**** Supplied data ****

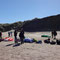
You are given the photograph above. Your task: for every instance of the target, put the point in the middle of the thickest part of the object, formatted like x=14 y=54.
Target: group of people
x=21 y=35
x=9 y=33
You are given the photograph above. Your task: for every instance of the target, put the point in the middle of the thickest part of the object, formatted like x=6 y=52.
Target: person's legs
x=21 y=40
x=16 y=39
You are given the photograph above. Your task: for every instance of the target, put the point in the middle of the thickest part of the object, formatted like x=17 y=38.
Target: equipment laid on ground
x=52 y=42
x=8 y=39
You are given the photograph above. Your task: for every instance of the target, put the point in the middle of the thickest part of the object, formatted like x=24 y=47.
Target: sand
x=30 y=51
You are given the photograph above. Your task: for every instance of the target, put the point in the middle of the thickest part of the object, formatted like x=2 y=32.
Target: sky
x=21 y=10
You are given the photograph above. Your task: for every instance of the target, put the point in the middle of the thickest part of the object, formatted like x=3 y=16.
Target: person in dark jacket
x=0 y=34
x=54 y=33
x=21 y=35
x=15 y=35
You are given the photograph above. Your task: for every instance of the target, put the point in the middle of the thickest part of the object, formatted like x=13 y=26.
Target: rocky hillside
x=44 y=24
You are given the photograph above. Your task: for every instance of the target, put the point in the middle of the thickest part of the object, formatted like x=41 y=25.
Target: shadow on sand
x=10 y=44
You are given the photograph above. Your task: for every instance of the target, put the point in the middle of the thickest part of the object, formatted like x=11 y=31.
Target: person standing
x=21 y=35
x=8 y=34
x=15 y=36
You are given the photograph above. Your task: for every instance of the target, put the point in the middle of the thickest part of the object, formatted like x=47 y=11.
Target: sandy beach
x=30 y=51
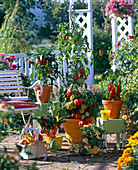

****

**What this task involves:** Please retype the material above exactly, and omit its images.

**Exercise result:**
You are given the photograph above. Your task: for every instance of the target, put the point in the middle of the thickest part of the object, formatted like x=14 y=54.
Target: group of people
x=21 y=35
x=9 y=33
You are given the photograph above. Your task: for every instance of the target, put the point in the middle of the thickest part of the object, formatted like x=6 y=52.
Target: person's legs
x=21 y=40
x=16 y=39
You are given the photograph above. Your task: for every instance of the target, put the point in the middle of the thickest part of the object, formatted like x=17 y=38.
Target: equipment laid on ground
x=52 y=42
x=8 y=39
You are given the photograph above. Your task: for every instance of the target, put the point in the middle of the thickest part of the object, formatted like x=24 y=47.
Target: sand
x=30 y=51
You are given the photograph above. Your task: for every instance of the target, put the point in the middle of the thickest part of the object, formatted like x=2 y=32.
Target: sky
x=21 y=10
You are given the photograph above. Your task: for every instance of the target, put the point in the middle of the thickest part of the object, formatted like x=3 y=16.
Target: person in dark jacket
x=0 y=34
x=54 y=33
x=21 y=35
x=15 y=35
You are given the photograph above. Your task: for every instance of the target, put the point in the middle of the thickest part of the object, formatted like x=13 y=26.
Target: rocky hillside
x=44 y=24
You are given the photograph above. Your task: for every instance of the target, put the point in the middle of the thickest part of the object, formatted like x=41 y=25.
Target: shadow on sand
x=10 y=44
You are given the photograph above. Your task: for every instance of the target, put the point in the middle of the thickest part of the object, formatted like x=11 y=31.
Target: person standing
x=21 y=35
x=8 y=34
x=15 y=36
You are given the photograph above. Your task: for every instance of the target, put the point in the middle of the thickest part of the object, formatted like x=47 y=11.
Target: sandy beach
x=30 y=51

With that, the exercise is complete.